Point annotation dataset records:
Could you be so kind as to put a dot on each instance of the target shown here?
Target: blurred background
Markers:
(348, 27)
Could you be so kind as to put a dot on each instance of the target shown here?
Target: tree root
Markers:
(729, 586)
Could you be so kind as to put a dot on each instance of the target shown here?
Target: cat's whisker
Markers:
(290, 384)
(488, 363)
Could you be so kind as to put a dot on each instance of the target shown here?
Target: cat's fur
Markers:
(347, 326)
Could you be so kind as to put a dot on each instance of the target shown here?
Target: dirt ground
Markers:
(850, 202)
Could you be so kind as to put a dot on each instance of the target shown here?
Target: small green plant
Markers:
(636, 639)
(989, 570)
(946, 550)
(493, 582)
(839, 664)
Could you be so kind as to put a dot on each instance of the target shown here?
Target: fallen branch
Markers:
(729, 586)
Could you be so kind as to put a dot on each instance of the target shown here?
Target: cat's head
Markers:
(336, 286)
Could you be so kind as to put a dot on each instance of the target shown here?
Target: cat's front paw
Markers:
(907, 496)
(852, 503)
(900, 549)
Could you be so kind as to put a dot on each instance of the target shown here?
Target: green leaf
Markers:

> [What is needed]: Retype the whole listing above exactly.

> [Expected answer]:
Could you be so kind as to put a dot on each instance of the target shown here?
Target: blurred background
Markers:
(348, 27)
Could you be so kind as to put a dot on each instance of the target shown here?
Target: tree root
Markers:
(729, 586)
Could you be so kind as to put a dot on each instance of the target shown here?
Target: cat's whisker
Markers:
(290, 384)
(488, 363)
Could you be so kind as to put a dot on each instance of the target shown here?
Target: cat's fur
Markers:
(347, 326)
Could you be so kind as to put a dot on each instance of the target shown here?
Target: dirt ground
Markers:
(850, 202)
Could you be so kind as to put a dot on each instance of the target shown here?
Target: small green plant
Markers:
(636, 639)
(989, 570)
(946, 550)
(493, 582)
(839, 664)
Could you be so kind as to put a dot on each instance of the target shown here?
Target: fallen branch
Markers:
(729, 586)
Could you be so kind as to put a dot on each instance of the target shown here?
Target: cat's head
Markers:
(336, 286)
Could you be so kind as to put a dot on each instance of the target shown here?
Target: cat's front paw
Markers:
(907, 496)
(852, 503)
(900, 549)
Could you be so kind as to put a dot on each instance of the target shown here?
Target: green leaf
Markers:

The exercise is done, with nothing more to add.